Extrait du texte:

★ ★ ★

Par conclusions notifiées par voie électronique le 25 novembre 2020, fondées sur les articles 122 et suivants du code de procédure civile, ainsi que sur les articles 1103 et suivants et 1302 et suivants du code civil, la société Bel'Environnement demande à la cour de :

- confirmer le jugement déféré en ce qu'il a débouté la société Coforet de l'intégralité de ses demandes et condamné la même au paiement d'une somme de 500 euros au titre de l'article 700 du code de procédure civile ainsi qu'aux dépens,

- condamner la société Coforet au paiement d'une somme de 6.000 euros au titre de l'article 700 du code de procédure civile, ainsi qu'aux entiers dépens distraits au profit de la SCP Axiojuris agissant par Me Roquel.

A titre liminaire, la société Bel'Environnement observe que la présentation formelle des conclusions de la société Coforet ne respecte pas les dispositions de l'article 954 du code de procédure civile, au point qu'il lui appartient de deviner les chefs de jugement expressément critiqués.

Sur le fond, la société Bel'Environnement soutient en substance:

- que dans le cadre du contrat de sous-traitance conclu avec la société Coforet, le volume de bois à couper avait initialement été estimé à 2.000 stères,

- qu'au fur et à mesure des travaux qui ont été achevés en juin 2018, elle s'est aperçue que le volume de bois était en réalité de 2.400 stères,

- qu'elle a en conséquence émis des factures qui ont été validées et payées par la société Coforet,

- que la société Coforet ne rapporte aucune preuve du caractère indu de la somme dont elle réclame la restitution,

- qu'en effet, les deux éléments sur lesquels elle fonde sa demande ne sont pas probants,

- que s'agissant du procès-verbal de dénombrement de la société DBF, il convient d'abord de constater que l'attestation établie ultérieurement par cette même société pour préciser les indications contenues dans ce document ne respecte pas les dispositions des articles 202 et suivants du code civil et ne précise pas les liens économiques qui unissent la société DBF à la société Coforet,

- que le procès-verbal n'est absolument pas contradictoire, de sorte qu'elle n'a pas pu elle-même constater le nombre de stères prétendument dénombré et indiquer qu'un nombre important de stères manquait ;

- qu'au demeurant, le dénombrement est intervenu plusieurs mois après la fin des travaux,

- que par suite, il est impossible de savoir si le dénombrement a eu lieu sur l'ensemble des parcelles coupées par ses soins, si la société Coforet n'a pas fait appel à d'autres sociétés pour dénombrer les parcelles ou encore ce qu'il a pu advenir du bois coupé pendant la période ayant couru entre la fin des travaux et le dénombrement, étant précisé que les parcelles ne sont pas clôturées, ni surveillées pendant les mois d'été,

- que contrairement à ce que prétend la société Coforet, elle n'a pas reconnu de paiement indu, les mails dont se prévaut la société Coforet à son encontre ne pouvant constituer une preuve, puisqu'il s'agit uniquement de mails que cette dernière lui a envoyés et auxquels elle-même n'a jamais répondu,

- qu'elle n'a pas négocié et encore moins signé le protocole d'accord versé par la société Coforet,

- que son silence face aux mails de la société Coforet ne vaut pas acquiescement,

- que les factures 78 et 83 émises par ses soins lui ont été renvoyées par la société Coforet, qui est un professionnel averti, avec la signature du salarié en charge, un cachet de la société et la mention "bon pour pour accord", étant précisé que ces validations ont été opérées par deux salariés différents de la société Coforet,

- que la société Coforet, qui ne fait qu'alléguer que ces validations auraient été effectuées sans aucun contrôle de ses salariés, ne démontre pas que les conditions de la répétition de l'indu sont réunies, ce qui doit conduire au rejet de sa demande,

- que la société Coforet ne justifie pas plus subir un quelconque préjudice moral ou être victime d'une résistance abusive.

★ ★ ★

Bloc de données:
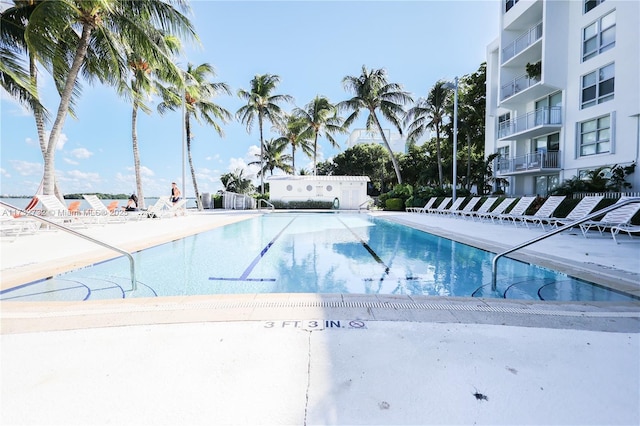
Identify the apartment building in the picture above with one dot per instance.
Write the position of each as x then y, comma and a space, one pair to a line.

★ ★ ★

Consigne A: Expliquez en une à trois phrases pourquoi, d'après l'extrait, la société Bel'Environnement estime que les mails invoqués par la société Coforet ne peuvent pas constituer une preuve.
Consigne B: Recopiez à l'identique le passage de l'extrait qui va de « A titre liminaire, la » à « jugement expressément critiqués. ».
Les données ne sont pas utiles pour ce travail.

Réponse complète A: La société Bel'Environnement estime que ces mails ne peuvent pas constituer une preuve, car ce sont uniquement des mails que la société Coforet lui a envoyés et auxquels elle n'a jamais répondu. Elle ajoute que son silence face à ces mails ne vaut pas acquiescement.

Réponse complète B:
A titre liminaire, la société Bel'Environnement observe que la présentation formelle des conclusions de la société Coforet ne respecte pas les dispositions de l'article 954 du code de procédure civile, au point qu'il lui appartient de deviner les chefs de jugement expressément critiqués.